▶ _Goal_: Please write out the stretch of lines from the one containing "Expected behaviour: the pointer locates the distant" through the last line, requests included, shifting every x and y coordinate in the answers by adding -90 to it.

▶ _Supplied data_:
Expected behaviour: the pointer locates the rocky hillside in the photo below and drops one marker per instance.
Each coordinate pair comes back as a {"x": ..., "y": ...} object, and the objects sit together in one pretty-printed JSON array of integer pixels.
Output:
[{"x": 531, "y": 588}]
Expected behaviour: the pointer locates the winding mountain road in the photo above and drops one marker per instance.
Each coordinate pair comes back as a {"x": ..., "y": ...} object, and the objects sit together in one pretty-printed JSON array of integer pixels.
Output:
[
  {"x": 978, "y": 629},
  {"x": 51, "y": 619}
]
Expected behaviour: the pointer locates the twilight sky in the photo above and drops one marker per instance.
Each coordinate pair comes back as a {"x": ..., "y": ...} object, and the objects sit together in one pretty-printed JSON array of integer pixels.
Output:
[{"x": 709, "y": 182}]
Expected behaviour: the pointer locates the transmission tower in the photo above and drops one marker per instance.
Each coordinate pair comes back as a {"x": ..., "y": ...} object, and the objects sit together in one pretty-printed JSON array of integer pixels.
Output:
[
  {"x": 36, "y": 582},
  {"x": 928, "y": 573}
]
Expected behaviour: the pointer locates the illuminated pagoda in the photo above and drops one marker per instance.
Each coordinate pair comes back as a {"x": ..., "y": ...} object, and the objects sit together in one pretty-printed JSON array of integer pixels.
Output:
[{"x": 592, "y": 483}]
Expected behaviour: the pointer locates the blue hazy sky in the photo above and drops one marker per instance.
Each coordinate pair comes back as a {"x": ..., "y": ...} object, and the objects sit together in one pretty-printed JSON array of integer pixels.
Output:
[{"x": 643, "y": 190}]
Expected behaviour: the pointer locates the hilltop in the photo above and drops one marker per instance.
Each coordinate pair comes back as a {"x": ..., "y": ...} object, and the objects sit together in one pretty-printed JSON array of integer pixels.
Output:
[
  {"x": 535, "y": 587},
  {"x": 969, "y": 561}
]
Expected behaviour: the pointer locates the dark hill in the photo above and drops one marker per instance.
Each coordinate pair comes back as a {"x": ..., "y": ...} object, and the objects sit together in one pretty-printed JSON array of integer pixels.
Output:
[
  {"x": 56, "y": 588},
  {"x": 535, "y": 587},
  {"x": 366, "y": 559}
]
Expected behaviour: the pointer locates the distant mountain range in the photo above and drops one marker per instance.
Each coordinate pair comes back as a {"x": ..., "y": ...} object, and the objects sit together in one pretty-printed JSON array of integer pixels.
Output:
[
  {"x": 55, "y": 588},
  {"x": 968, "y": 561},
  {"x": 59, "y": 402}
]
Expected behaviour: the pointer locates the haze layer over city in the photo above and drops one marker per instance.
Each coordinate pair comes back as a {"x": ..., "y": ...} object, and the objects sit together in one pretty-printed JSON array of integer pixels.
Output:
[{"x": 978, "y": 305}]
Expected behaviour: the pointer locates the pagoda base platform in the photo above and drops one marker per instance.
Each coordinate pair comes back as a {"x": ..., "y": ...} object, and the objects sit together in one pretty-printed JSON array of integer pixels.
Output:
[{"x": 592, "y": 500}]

▶ _Solution_:
Expected behaviour: the pointer locates the distant mountain range in the photo above and drops one marker per instance.
Each coordinate pair comes back as a {"x": ..., "y": ...} object, and the objects sit together in one pretty-printed JSON array of integer pixels.
Output:
[
  {"x": -35, "y": 498},
  {"x": 878, "y": 471},
  {"x": -31, "y": 312}
]
Expected behaviour: the pointer locates the haze layer over city in the photo above and drops one marker per instance.
Each coordinate pair comes back as a {"x": ..., "y": ...} object, and the objects sit together in one pretty-printed JSON array of integer pixels.
Output:
[{"x": 888, "y": 215}]
Expected behaviour: the pointer locates the pagoda base platform in the photo above and drops one marker per instance.
Each coordinate pair comes back as a {"x": ..., "y": ...} object, and the objects sit together in one pretty-printed JSON array of integer pixels.
Output:
[{"x": 502, "y": 410}]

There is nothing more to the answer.